EXCERPTED PASSAGE ▸

□ □ □

Raleigh lost part of the district to The Clarence and was expanded to include much of The Clarence. The member for Raleigh was George Briner (Progressive). The member for The Clarence was John McFarlane (Progressive) who successfully contested that seat.

===Randwick===

1904 New South Wales state election: Randwick
| Party |  | Candidate | Votes | % | ±% |
|---|---|---|---|---|---|
|  | Liberal Reform | David Storey | 2,235 | 75.7 |  |
|  | Independent | James O'Donnell | 488 | 16.5 |  |
|  | Progressive | Thomas Armfield | 134 | 4.5 |  |
|  | Independent | Samuel Kennedy | 87 | 3.0 |  |
| Total formal votes |  |  | 2,954 | 99.3 |  |
| Informal votes |  |  | 22 | 0.7 |  |
| Turnout |  |  | 2,976 | 39.6 |  |
|  | Liberal Reform hold |  |  |  |  |

Randwick lost parts of the district to Paddington, Surry Hills and Waverley and was expanded to include parts of Botany and Waverley. The member for Randwick was David Storey (Liberal Reform). The member for Botany was John Dacey (Labour) who successfully contested Alexandria. The member for Waverley was Thomas Jessep (Liberal Reform) who successfully contested that seat.

□ □ □

Region labeling items

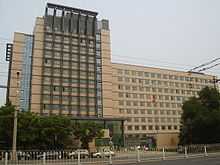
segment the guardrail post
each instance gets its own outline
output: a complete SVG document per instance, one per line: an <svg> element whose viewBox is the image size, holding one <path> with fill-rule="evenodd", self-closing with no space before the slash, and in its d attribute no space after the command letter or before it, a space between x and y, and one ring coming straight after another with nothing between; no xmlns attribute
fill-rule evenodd
<svg viewBox="0 0 220 165"><path fill-rule="evenodd" d="M77 162L77 165L80 165L80 152L79 152L79 151L77 152L77 155L78 155L78 162Z"/></svg>
<svg viewBox="0 0 220 165"><path fill-rule="evenodd" d="M5 153L5 165L8 165L8 153Z"/></svg>
<svg viewBox="0 0 220 165"><path fill-rule="evenodd" d="M110 150L109 150L109 164L112 165L112 154Z"/></svg>
<svg viewBox="0 0 220 165"><path fill-rule="evenodd" d="M163 160L165 160L165 148L163 147Z"/></svg>
<svg viewBox="0 0 220 165"><path fill-rule="evenodd" d="M204 155L208 156L206 145L204 146L204 151L205 151Z"/></svg>
<svg viewBox="0 0 220 165"><path fill-rule="evenodd" d="M140 150L137 149L137 162L140 162L141 159L140 159Z"/></svg>
<svg viewBox="0 0 220 165"><path fill-rule="evenodd" d="M185 151L185 158L188 158L187 147L184 148L184 151Z"/></svg>
<svg viewBox="0 0 220 165"><path fill-rule="evenodd" d="M45 165L46 164L46 153L44 152L43 153L43 165Z"/></svg>

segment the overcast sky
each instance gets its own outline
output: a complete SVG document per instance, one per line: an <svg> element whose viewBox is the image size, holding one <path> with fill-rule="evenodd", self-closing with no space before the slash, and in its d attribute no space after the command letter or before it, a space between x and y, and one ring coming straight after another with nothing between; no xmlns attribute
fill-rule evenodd
<svg viewBox="0 0 220 165"><path fill-rule="evenodd" d="M7 82L5 43L15 31L31 34L46 2L108 19L114 62L187 71L220 57L219 0L0 0L0 85ZM218 70L206 73L220 75ZM0 105L4 102L0 89Z"/></svg>

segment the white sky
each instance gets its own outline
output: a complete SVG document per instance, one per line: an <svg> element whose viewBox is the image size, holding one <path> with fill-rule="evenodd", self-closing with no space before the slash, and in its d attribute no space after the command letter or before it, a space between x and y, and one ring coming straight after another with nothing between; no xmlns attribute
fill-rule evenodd
<svg viewBox="0 0 220 165"><path fill-rule="evenodd" d="M15 31L32 33L46 2L108 19L114 62L187 71L220 57L219 0L0 0L0 85L7 82L6 42ZM220 75L219 66L206 73ZM4 102L0 89L0 105Z"/></svg>

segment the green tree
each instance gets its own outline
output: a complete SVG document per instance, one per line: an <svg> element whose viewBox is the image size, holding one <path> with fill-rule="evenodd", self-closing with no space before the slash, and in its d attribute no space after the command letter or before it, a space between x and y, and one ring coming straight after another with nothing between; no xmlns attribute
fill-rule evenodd
<svg viewBox="0 0 220 165"><path fill-rule="evenodd" d="M0 108L0 147L12 148L15 107ZM18 113L18 149L63 149L72 139L71 120L64 116L41 117L30 112Z"/></svg>
<svg viewBox="0 0 220 165"><path fill-rule="evenodd" d="M89 142L94 138L101 138L104 135L101 125L95 122L75 122L73 124L73 135L81 141L81 147L89 149Z"/></svg>
<svg viewBox="0 0 220 165"><path fill-rule="evenodd" d="M205 87L183 104L180 144L220 142L220 94Z"/></svg>

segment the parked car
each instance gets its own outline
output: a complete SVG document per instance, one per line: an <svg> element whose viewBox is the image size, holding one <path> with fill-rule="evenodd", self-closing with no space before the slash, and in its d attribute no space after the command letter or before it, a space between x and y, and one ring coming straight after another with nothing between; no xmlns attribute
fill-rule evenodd
<svg viewBox="0 0 220 165"><path fill-rule="evenodd" d="M78 153L80 153L80 158L88 158L89 157L89 151L86 149L78 149L76 151L72 151L69 153L69 158L70 159L77 159L78 158Z"/></svg>
<svg viewBox="0 0 220 165"><path fill-rule="evenodd" d="M17 158L18 158L18 160L30 160L31 155L28 152L18 151L17 152Z"/></svg>
<svg viewBox="0 0 220 165"><path fill-rule="evenodd" d="M92 154L93 158L101 158L101 157L109 157L109 156L115 156L115 153L111 150L104 150L103 152L95 152Z"/></svg>
<svg viewBox="0 0 220 165"><path fill-rule="evenodd" d="M37 159L43 159L44 154L37 155ZM61 159L61 154L59 152L46 152L45 159Z"/></svg>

□ □ □

TASK DETAILS ▸
Name every candidate shown in the results table of the election excerpt for the 1904 Randwick contest. The listing is separate material and is unrelated to the election excerpt.

WRITTEN SOLUTION ▸
David Storey, James O'Donnell, Thomas Armfield, Samuel Kennedy